Given request: Reproduce everything from the line containing "Find the blurred" down to the line containing "104], [16, 104]]", substituting "grass stem" for each occurrence of "blurred grass blade" and leaving the rest unchanged.

Records:
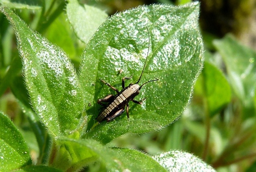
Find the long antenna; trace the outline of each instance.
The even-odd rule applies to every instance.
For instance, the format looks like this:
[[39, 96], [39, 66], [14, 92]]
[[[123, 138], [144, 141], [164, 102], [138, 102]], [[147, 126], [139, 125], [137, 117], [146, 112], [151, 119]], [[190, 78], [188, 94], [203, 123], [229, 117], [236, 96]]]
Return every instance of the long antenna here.
[[143, 69], [142, 69], [142, 72], [141, 72], [141, 73], [140, 74], [140, 78], [139, 78], [139, 80], [138, 81], [137, 81], [135, 84], [137, 84], [139, 82], [140, 82], [140, 78], [141, 77], [141, 76], [142, 76], [142, 74], [143, 73], [143, 72], [144, 71], [144, 69], [145, 68], [145, 66], [146, 66], [146, 63], [147, 62], [147, 60], [148, 59], [148, 56], [149, 55], [149, 45], [150, 45], [150, 39], [149, 39], [149, 30], [148, 29], [148, 27], [146, 26], [146, 28], [147, 28], [147, 30], [148, 31], [148, 34], [149, 36], [149, 47], [148, 48], [148, 54], [147, 54], [147, 57], [146, 57], [146, 60], [145, 60], [145, 63], [144, 64], [144, 66], [143, 67]]

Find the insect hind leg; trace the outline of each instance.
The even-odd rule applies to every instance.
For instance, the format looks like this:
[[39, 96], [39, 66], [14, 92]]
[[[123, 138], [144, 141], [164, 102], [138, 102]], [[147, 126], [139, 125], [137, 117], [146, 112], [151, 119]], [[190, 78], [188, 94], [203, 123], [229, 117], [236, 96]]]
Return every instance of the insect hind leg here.
[[117, 111], [115, 113], [109, 116], [107, 118], [106, 120], [107, 121], [107, 122], [109, 122], [111, 121], [113, 121], [114, 120], [115, 118], [116, 118], [119, 116], [120, 115], [122, 114], [123, 113], [124, 113], [124, 112], [125, 111], [125, 108], [124, 107], [123, 108], [120, 109], [119, 109], [118, 111]]
[[116, 88], [113, 86], [110, 85], [108, 83], [106, 82], [104, 80], [103, 80], [102, 79], [100, 79], [100, 80], [104, 83], [105, 84], [106, 86], [108, 86], [110, 88], [111, 88], [113, 90], [115, 90], [117, 94], [119, 93], [119, 91], [118, 91], [118, 90]]
[[145, 100], [147, 98], [147, 97], [145, 97], [142, 99], [142, 100], [140, 100], [140, 102], [139, 102], [139, 101], [137, 101], [137, 100], [133, 100], [133, 99], [131, 100], [133, 103], [137, 103], [137, 104], [139, 104], [139, 105], [142, 105], [142, 103], [143, 103], [143, 101]]
[[97, 103], [103, 106], [105, 106], [105, 105], [103, 104], [101, 102], [111, 102], [115, 97], [114, 95], [109, 94], [102, 98], [99, 98], [97, 100]]

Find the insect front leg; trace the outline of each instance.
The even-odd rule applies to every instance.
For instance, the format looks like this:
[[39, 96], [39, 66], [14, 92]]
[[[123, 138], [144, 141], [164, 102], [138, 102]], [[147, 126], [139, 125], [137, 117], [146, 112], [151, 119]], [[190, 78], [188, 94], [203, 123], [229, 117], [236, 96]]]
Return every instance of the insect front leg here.
[[118, 94], [119, 93], [119, 91], [118, 91], [118, 89], [117, 89], [116, 88], [113, 86], [110, 85], [109, 84], [106, 82], [105, 82], [102, 79], [100, 79], [100, 81], [101, 82], [104, 83], [104, 84], [106, 84], [106, 85], [107, 86], [108, 86], [111, 88], [112, 89], [116, 91], [116, 93], [117, 93]]
[[125, 88], [125, 79], [130, 79], [132, 77], [132, 75], [131, 75], [129, 77], [124, 77], [122, 79], [122, 87], [123, 88]]
[[145, 100], [146, 98], [147, 98], [147, 97], [145, 97], [142, 98], [142, 100], [140, 100], [140, 102], [139, 102], [137, 100], [133, 100], [133, 99], [131, 101], [133, 102], [133, 103], [137, 103], [137, 104], [139, 104], [139, 105], [142, 105], [142, 103], [143, 103], [143, 101]]
[[114, 99], [115, 96], [112, 94], [109, 94], [102, 98], [99, 98], [97, 100], [97, 103], [103, 106], [105, 106], [105, 105], [103, 104], [102, 102], [109, 102]]
[[127, 116], [127, 119], [129, 121], [129, 104], [128, 103], [126, 105], [126, 115]]
[[115, 118], [116, 117], [119, 116], [121, 115], [122, 114], [124, 113], [125, 111], [124, 107], [122, 108], [117, 111], [115, 113], [109, 116], [107, 118], [106, 121], [107, 122], [109, 122], [111, 121], [113, 121]]

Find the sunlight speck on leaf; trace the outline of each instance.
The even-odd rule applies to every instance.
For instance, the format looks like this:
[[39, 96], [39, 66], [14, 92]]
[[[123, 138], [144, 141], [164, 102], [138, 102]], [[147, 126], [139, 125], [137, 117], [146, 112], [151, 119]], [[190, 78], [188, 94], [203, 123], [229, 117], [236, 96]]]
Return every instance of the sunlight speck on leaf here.
[[185, 152], [173, 150], [152, 157], [169, 171], [216, 171], [198, 157]]

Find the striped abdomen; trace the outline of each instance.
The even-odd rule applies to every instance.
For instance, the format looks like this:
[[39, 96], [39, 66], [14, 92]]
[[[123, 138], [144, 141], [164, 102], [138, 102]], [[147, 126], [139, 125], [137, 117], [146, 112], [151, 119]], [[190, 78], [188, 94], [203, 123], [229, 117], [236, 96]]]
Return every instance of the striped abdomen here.
[[124, 108], [128, 102], [133, 99], [139, 94], [140, 86], [134, 84], [128, 86], [121, 93], [113, 102], [101, 112], [98, 116], [97, 120], [99, 122], [104, 120], [106, 118], [113, 115], [116, 110], [121, 108]]

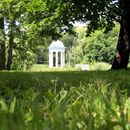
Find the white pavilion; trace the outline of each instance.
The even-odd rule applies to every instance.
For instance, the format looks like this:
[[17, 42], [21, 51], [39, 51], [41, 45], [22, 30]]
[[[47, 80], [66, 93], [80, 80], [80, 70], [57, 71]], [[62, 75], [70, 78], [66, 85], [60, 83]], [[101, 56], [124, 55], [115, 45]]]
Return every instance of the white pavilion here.
[[65, 67], [65, 46], [60, 40], [54, 40], [48, 47], [49, 68]]

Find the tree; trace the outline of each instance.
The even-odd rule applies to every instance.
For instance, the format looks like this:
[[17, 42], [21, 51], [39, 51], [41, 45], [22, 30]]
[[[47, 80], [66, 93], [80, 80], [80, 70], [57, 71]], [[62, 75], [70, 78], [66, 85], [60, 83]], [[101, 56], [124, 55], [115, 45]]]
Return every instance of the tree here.
[[59, 23], [70, 25], [70, 21], [87, 22], [87, 34], [99, 28], [105, 32], [115, 22], [120, 24], [120, 33], [112, 69], [127, 68], [130, 53], [130, 1], [129, 0], [61, 0]]
[[0, 14], [0, 70], [5, 69], [5, 60], [4, 17]]

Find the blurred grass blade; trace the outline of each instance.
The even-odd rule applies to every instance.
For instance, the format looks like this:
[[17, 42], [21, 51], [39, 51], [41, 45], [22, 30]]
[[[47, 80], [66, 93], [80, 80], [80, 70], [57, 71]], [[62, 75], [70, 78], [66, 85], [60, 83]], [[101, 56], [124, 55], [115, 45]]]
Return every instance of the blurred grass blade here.
[[0, 104], [1, 104], [2, 111], [7, 112], [8, 109], [7, 109], [7, 106], [6, 106], [5, 101], [3, 99], [0, 99]]
[[16, 97], [13, 99], [13, 101], [10, 104], [10, 109], [9, 109], [10, 113], [14, 113], [15, 104], [16, 104]]

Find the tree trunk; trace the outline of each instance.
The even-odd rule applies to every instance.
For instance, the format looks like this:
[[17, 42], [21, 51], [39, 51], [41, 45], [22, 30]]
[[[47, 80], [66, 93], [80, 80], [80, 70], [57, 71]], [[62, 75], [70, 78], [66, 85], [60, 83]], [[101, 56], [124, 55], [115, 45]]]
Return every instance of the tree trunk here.
[[5, 69], [5, 33], [4, 33], [4, 18], [0, 17], [0, 31], [1, 31], [1, 37], [0, 40], [0, 70]]
[[111, 69], [126, 69], [130, 54], [130, 9], [129, 0], [122, 4], [121, 8], [124, 10], [120, 22], [120, 33], [116, 49], [116, 55]]
[[11, 30], [9, 35], [9, 48], [8, 48], [8, 57], [7, 57], [7, 70], [11, 70], [12, 60], [13, 60], [13, 46], [14, 46], [14, 34], [13, 27], [14, 23], [11, 23]]

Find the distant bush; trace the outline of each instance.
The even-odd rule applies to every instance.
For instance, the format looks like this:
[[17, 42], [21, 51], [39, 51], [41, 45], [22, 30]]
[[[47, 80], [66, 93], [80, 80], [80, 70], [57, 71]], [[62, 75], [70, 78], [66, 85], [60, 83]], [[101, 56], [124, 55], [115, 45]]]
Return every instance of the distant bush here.
[[109, 70], [111, 65], [105, 62], [96, 62], [90, 66], [90, 70]]

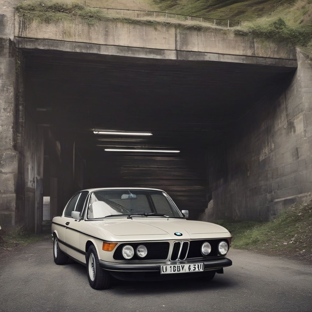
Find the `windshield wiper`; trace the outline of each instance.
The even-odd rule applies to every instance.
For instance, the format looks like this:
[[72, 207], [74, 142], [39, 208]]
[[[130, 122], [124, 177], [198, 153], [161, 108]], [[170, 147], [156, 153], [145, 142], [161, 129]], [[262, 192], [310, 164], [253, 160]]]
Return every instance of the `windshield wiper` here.
[[110, 217], [129, 217], [130, 215], [129, 214], [119, 214], [119, 215], [110, 215], [109, 216], [106, 216], [104, 218], [108, 218]]
[[156, 217], [163, 217], [165, 218], [169, 218], [168, 216], [163, 213], [138, 213], [136, 214], [129, 215], [127, 217], [129, 219], [132, 219], [133, 217], [149, 217], [150, 216], [155, 216]]
[[136, 214], [119, 214], [119, 215], [110, 215], [109, 216], [106, 216], [106, 217], [104, 217], [104, 218], [109, 218], [110, 217], [126, 217], [129, 219], [132, 219], [133, 217], [147, 217], [149, 216], [155, 216], [156, 217], [163, 217], [165, 218], [169, 218], [169, 216], [164, 214], [163, 213], [138, 213]]

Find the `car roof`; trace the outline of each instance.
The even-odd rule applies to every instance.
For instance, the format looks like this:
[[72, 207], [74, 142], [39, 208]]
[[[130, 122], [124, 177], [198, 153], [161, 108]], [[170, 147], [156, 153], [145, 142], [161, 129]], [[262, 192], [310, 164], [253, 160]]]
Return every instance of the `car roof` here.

Final result:
Find the grass stem; trace the outline of each instance.
The even-odd rule applies to every instance.
For instance, the format looks like this:
[[17, 42], [21, 51], [39, 51], [41, 45], [22, 30]]
[[[47, 80], [66, 93], [80, 80], [80, 70], [57, 71]], [[62, 75], [70, 78], [66, 85], [60, 83]], [[101, 56], [124, 55], [115, 45]]]
Return every instance of the grass stem here.
[[0, 104], [1, 104], [2, 111], [7, 112], [8, 109], [7, 109], [7, 106], [6, 106], [5, 101], [3, 99], [0, 99]]
[[16, 97], [13, 99], [13, 101], [10, 104], [10, 109], [9, 109], [10, 113], [14, 113], [15, 104], [16, 104]]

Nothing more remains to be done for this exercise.